◆ **ABOUT THIS EXERCISE**
Answer these questions using the abstract on DNA-DNA hybridization dissimilarity measures.
(a) How many possible states does each homologue have under the model described?
(b) Which metric axiom do reciprocal values frequently fail to conform to?
(c) What two examples are given of how sequences in one genome can end up with no homologue in other genomes?

◆ **SUPPLIED PASSAGE**

════════

The Metric Properties of DNA-DNA Hybridization Dissimilarity Measures

Abstract
Under a simple model of DNA sequence dissociation, DNA-DNA hybridization dissimilarity measures are expected to behave like the complement of Gower''s coefficient of similarity, calculated for each pair of taxonomic units (j, k) across i homologues (nucleotide positions) with four possible states, multiplied by a constant base-pair mismatch to the temperature of DNA dissociation. DNA dissimilarity measures that include information only from homologues, therefore, are expected to conform to the axions of a metric. Empirically, we have found that measures of dissimilarity between single-copy nuclear genomes regularly conform to 3 of the 4 metric axioms: identity, distinctness, and the triangle inequalilty. However, reciprocal values frequently fail to conform to the fourth axiom, symmetry. For some measures dependent upon the percent of reassociation (e.g., delta T50H), failure of symmetry can occur when sequences present in one genome have no homologue in other genomes (e.g., as a result of sequence deletion or lateral transfer). For all measures, including delta model and delta Tm, the presence of sequence in one genome that lack a homologue in other genomes differentially affects the effective concentration of shared sequences in reciprocal reactions, causing reciprocal measurements to represent comparisons of different sets of sequences. This effect also potentially obtains under certain conditions of sequence duplication and divergence.

════════

◆ **Dataset entries**

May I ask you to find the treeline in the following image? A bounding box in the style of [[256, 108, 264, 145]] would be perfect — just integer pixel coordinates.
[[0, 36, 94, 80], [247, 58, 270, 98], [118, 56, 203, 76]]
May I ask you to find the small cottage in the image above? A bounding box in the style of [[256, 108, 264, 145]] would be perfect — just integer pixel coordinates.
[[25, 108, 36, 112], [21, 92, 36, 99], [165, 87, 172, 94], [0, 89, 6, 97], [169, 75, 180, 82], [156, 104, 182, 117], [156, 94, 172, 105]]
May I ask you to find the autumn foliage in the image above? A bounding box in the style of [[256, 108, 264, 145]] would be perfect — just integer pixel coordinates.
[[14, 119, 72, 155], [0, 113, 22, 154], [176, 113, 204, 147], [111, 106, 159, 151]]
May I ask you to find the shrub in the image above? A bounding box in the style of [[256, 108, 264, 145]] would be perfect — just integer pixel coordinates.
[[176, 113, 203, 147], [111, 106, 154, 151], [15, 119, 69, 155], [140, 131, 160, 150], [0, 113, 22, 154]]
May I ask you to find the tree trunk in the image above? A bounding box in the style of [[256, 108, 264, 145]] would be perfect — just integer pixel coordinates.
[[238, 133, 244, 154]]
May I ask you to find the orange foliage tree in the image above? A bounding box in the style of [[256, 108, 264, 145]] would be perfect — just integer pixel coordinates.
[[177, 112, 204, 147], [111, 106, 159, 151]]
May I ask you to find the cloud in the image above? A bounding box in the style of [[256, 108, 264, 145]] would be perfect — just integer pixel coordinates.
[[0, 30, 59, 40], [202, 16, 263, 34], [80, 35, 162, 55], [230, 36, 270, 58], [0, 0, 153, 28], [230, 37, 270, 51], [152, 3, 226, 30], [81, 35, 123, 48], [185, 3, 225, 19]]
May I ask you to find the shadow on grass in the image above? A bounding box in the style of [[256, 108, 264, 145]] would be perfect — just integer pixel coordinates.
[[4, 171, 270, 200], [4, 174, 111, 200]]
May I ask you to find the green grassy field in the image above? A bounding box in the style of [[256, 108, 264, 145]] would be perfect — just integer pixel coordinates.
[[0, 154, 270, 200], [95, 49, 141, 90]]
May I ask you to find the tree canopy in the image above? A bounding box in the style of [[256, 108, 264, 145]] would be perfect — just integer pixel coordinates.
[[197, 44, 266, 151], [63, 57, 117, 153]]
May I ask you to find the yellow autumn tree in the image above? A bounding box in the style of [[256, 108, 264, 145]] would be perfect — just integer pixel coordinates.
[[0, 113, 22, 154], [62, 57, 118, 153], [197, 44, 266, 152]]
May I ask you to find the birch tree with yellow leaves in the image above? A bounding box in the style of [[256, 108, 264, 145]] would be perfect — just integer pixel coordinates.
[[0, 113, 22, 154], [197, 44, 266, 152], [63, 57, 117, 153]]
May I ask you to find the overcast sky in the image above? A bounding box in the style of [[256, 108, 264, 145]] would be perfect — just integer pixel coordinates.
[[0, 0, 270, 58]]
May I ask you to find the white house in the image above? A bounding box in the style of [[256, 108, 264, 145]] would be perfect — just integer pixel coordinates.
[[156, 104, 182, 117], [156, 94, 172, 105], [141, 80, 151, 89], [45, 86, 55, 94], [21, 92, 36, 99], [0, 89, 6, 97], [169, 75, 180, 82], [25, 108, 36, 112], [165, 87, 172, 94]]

════════

◆ **ANSWER FOR THE TASK**
(a) Four.
(b) Symmetry.
(c) Sequence deletion and lateral transfer.